PROBLEM DETAILS:
Please copy each of the items below word for word, from the first to the last. Leave the pictures out of your answer.
━━━━━━━━━━━━━━━━━━━━
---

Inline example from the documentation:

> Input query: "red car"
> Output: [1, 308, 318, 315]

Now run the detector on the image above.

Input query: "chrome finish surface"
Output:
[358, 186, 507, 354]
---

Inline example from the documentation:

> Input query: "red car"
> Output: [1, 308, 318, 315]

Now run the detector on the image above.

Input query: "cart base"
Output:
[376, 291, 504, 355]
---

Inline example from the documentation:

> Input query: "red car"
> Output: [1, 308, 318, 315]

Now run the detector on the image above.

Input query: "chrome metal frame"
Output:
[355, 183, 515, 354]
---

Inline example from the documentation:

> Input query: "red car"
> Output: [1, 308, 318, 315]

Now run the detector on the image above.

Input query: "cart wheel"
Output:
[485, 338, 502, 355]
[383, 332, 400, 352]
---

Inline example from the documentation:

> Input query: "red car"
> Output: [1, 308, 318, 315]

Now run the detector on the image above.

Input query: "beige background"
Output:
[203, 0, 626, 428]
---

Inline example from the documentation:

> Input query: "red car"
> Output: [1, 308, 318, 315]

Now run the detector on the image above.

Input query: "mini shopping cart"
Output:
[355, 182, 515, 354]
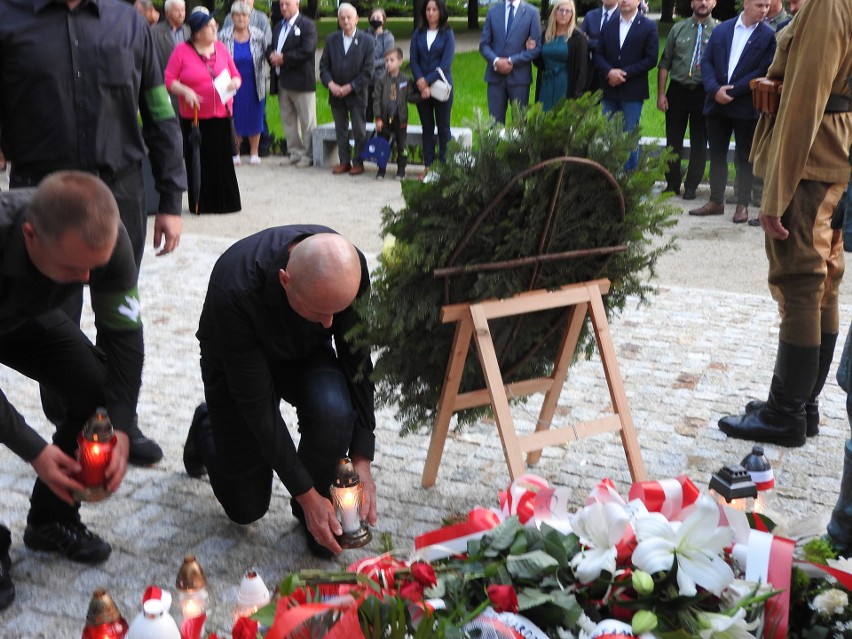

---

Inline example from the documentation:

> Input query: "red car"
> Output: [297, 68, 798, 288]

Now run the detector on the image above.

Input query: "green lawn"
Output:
[266, 28, 668, 151]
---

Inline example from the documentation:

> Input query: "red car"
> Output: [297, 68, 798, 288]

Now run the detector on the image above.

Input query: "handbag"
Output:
[429, 67, 453, 102]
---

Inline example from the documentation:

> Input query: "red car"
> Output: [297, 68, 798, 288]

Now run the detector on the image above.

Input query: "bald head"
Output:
[278, 233, 361, 328]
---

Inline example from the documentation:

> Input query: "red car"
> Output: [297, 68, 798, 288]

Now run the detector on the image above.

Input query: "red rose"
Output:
[399, 581, 423, 601]
[486, 584, 518, 612]
[411, 561, 438, 588]
[231, 617, 258, 639]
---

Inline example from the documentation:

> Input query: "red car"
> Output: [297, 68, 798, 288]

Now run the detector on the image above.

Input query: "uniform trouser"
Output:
[666, 81, 707, 191]
[705, 113, 757, 206]
[0, 310, 106, 524]
[764, 180, 846, 346]
[328, 93, 367, 164]
[278, 87, 317, 158]
[201, 346, 355, 524]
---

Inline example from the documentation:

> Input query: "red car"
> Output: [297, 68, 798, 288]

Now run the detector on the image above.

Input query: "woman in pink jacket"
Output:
[166, 8, 242, 213]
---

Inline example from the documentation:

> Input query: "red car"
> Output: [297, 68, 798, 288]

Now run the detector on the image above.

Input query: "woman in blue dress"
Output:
[219, 1, 269, 164]
[533, 0, 589, 111]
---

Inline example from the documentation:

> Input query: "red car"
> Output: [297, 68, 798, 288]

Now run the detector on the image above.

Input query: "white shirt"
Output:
[275, 11, 299, 53]
[728, 14, 760, 82]
[503, 1, 521, 29]
[618, 11, 639, 47]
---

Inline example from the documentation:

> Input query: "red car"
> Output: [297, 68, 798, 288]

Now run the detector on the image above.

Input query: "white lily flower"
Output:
[633, 495, 734, 597]
[698, 608, 755, 639]
[571, 502, 629, 583]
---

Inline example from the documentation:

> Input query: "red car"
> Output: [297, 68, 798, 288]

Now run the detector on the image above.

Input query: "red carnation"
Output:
[399, 581, 423, 601]
[486, 584, 518, 612]
[411, 561, 438, 588]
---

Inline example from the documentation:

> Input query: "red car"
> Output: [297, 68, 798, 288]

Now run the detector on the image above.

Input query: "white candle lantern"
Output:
[331, 457, 373, 548]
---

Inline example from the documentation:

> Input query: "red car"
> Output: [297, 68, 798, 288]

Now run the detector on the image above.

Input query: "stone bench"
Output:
[312, 122, 473, 166]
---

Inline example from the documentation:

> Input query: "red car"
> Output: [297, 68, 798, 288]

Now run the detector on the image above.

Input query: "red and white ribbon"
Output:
[414, 508, 500, 561]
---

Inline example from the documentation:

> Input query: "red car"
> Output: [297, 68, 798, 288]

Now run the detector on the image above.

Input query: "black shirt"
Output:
[196, 224, 376, 495]
[0, 189, 143, 461]
[0, 0, 186, 213]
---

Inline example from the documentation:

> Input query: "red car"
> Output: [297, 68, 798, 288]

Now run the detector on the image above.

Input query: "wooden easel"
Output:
[421, 280, 647, 488]
[420, 156, 647, 488]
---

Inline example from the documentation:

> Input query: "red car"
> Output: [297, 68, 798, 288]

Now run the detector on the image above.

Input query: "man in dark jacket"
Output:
[320, 2, 376, 175]
[266, 0, 317, 168]
[0, 171, 142, 608]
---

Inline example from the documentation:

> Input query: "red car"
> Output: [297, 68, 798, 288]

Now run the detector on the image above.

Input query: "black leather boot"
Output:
[719, 342, 820, 447]
[828, 440, 852, 557]
[746, 333, 837, 437]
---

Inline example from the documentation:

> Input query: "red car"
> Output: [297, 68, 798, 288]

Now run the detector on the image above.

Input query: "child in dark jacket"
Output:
[373, 47, 420, 179]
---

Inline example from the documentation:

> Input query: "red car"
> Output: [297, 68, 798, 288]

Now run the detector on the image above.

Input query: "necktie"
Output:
[689, 22, 704, 78]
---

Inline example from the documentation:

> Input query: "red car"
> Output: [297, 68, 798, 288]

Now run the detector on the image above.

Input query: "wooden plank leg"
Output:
[589, 286, 648, 482]
[527, 303, 589, 466]
[470, 304, 524, 481]
[420, 317, 473, 488]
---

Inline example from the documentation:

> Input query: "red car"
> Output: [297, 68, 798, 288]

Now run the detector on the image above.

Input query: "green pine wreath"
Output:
[356, 95, 675, 434]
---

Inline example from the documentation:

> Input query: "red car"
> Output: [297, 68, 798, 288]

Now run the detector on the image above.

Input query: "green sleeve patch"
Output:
[144, 84, 175, 122]
[92, 286, 142, 331]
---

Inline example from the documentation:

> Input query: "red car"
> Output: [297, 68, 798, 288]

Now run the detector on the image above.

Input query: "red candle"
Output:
[77, 408, 116, 500]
━━━━━━━━━━━━━━━━━━━━
RESULT:
---

Inline example from the documentation:

> Input query: "red car"
> Output: [1, 308, 318, 315]

Now run the detector on the image above.

Input query: "chrome finish surface"
Output:
[358, 186, 507, 354]
---

Inline example from the documentation:

> Input query: "red car"
> Output: [1, 308, 318, 315]

Now run the detector on the image above.

Input query: "cart base"
Output:
[376, 291, 504, 355]
---

Inline example from the documentation:

> Input query: "red car"
> Output: [1, 308, 318, 315]

Now run the detector on the image above.

Input query: "chrome metal frame"
Output:
[355, 183, 515, 354]
---

Inline example from the documentation:

> Input query: "red car"
> Output: [1, 308, 318, 315]

Now run the detector on the image above.

Input query: "cart wheel"
Output:
[485, 338, 502, 355]
[383, 332, 400, 352]
---

Inline example from the documentation:

> Input query: "red car"
> Output: [1, 308, 318, 315]

Now run the detector on the image above.

Input query: "beige background"
Output:
[203, 0, 626, 428]
---

Inline example from the documentation:

> Input query: "red car"
> Output: [1, 308, 318, 315]

Now run the detector on the image above.

Input query: "mini shopping cart"
Output:
[355, 182, 515, 354]

---

Inline example from the documentation:

> Input query: "red car"
> Output: [297, 68, 798, 288]

Now run the detector on the image above.

Input query: "green lawn"
Output:
[266, 28, 668, 151]
---

Inline example from the documentation:

> Input query: "red car"
> Output: [297, 68, 798, 288]

Now run the detector on the image above.

Input query: "handbag"
Output:
[429, 67, 453, 102]
---

Inline example from the documentation:

> Input query: "red car"
> Output: [297, 68, 798, 288]

Now run the detector on the image above.

Input query: "bald head"
Output:
[278, 233, 361, 328]
---

Inline example from the documentation:

> Input query: "red car"
> Output: [297, 68, 798, 288]

Now run the detector on the image above.

Input query: "red rose"
Output:
[399, 581, 423, 601]
[486, 584, 518, 612]
[411, 561, 438, 588]
[231, 617, 258, 639]
---

Inline example from the documentation:

> Input query: "red car"
> Output: [297, 68, 798, 288]

Now run the detector on the image above.

Input query: "uniform trouser"
Output:
[666, 81, 707, 191]
[705, 113, 757, 206]
[0, 310, 106, 524]
[764, 180, 846, 346]
[328, 93, 367, 164]
[278, 87, 317, 158]
[201, 346, 355, 524]
---

Inline example from the documentation:

> Input query: "red car"
> Output: [297, 68, 798, 288]

Now run the detector on the image above.

Input query: "woman in pink jacket"
Output:
[166, 8, 242, 213]
---

Inline example from the documentation:

> Input query: "red car"
> Output: [297, 68, 798, 288]

Now run the detector on the image above.

Input query: "woman in blue dress"
Output:
[219, 1, 269, 164]
[533, 0, 589, 111]
---

Inline example from the documentation:

> Input query: "red car"
> Output: [297, 68, 798, 288]

Now run the detector on the image above.

Input query: "white shirt"
Output:
[275, 11, 299, 53]
[728, 14, 760, 82]
[503, 1, 521, 29]
[618, 11, 639, 47]
---

Inline example from the documentation:

> Input query: "red car"
> Output: [297, 68, 798, 288]

Now run the detector on the image above.

Input query: "white lily flower"
Output:
[633, 495, 734, 597]
[698, 608, 755, 639]
[571, 502, 629, 583]
---

Inline example from the documentation:

> Input query: "red car"
> Output: [297, 68, 798, 288]

Now run the detector on the image above.

Input query: "red carnation"
Output:
[399, 581, 423, 601]
[486, 584, 518, 612]
[411, 561, 438, 588]
---

Inline example from the documentation:

> Input query: "red car"
> Output: [297, 68, 798, 288]

Now run the detector on the image above.

Input query: "white candle lantern"
Output:
[331, 457, 373, 548]
---

Inline example from the documentation:

> Input query: "red car"
> Output: [297, 68, 798, 288]

Now run the detector on the image above.

Input query: "stone bench"
Output:
[312, 122, 473, 166]
---

Inline example from the documentation:

> Input query: "red car"
> Output: [297, 68, 798, 288]

Now run the detector on the image above.

Input query: "red and white ribbon"
Output:
[414, 508, 500, 561]
---

Inline example from the documentation:

> Input query: "red car"
> Output: [297, 68, 798, 288]

Now run the detector on the image above.

Input query: "black shirt"
Output:
[196, 224, 376, 495]
[0, 189, 143, 461]
[0, 0, 186, 213]
---

Inline example from the documentation:

> Input query: "red car"
> Output: [297, 68, 798, 288]

Now run the detector on the image above.

Input query: "wooden easel"
Output:
[421, 280, 647, 488]
[420, 156, 647, 488]
---

Inline example from the documentation:

> Input query: "red car"
> Output: [297, 68, 798, 288]

Now run the detector on the image above.

Input query: "man in dark jacket"
Output:
[320, 2, 376, 175]
[266, 0, 317, 168]
[0, 171, 142, 608]
---

Inline example from the documentation:

> Input query: "red car"
> Output: [297, 68, 798, 288]

Now run the detector on the image above.

Input query: "black leather boot"
Output:
[719, 342, 820, 447]
[828, 440, 852, 557]
[746, 333, 837, 437]
---

Inline example from the documentation:

> Input query: "red car"
> Output: [297, 68, 798, 288]

Now run the detector on the image above.

Input query: "child in dark jacket"
Output:
[373, 47, 420, 179]
---

Inline example from the documentation:

> Input query: "red car"
> Output: [297, 68, 798, 288]

Now run the detector on the image above.

Input query: "necktie"
Output:
[689, 22, 704, 78]
---

Inline example from the documentation:

> Input query: "red car"
> Output: [297, 68, 798, 288]

Now run the detector on the image above.

Input query: "wooden plank leg"
Output:
[589, 286, 648, 482]
[527, 303, 589, 466]
[470, 304, 524, 481]
[420, 317, 473, 488]
---

Inline example from the documentation:

> Input query: "red car"
> Output: [297, 68, 798, 288]

Now run the detector on the image above.

Input query: "green pine wreath"
Output:
[356, 95, 675, 434]
---

Inline example from the documentation:

> Input query: "red car"
> Output: [297, 68, 798, 288]

Now run the detector on the image above.

Input query: "green sleeve patch"
Output:
[144, 84, 175, 122]
[92, 286, 142, 331]
---

Inline example from the documentation:

> Input query: "red car"
> Output: [297, 68, 798, 288]

Now run the detector on the image above.

Input query: "red candle"
Output:
[77, 408, 116, 500]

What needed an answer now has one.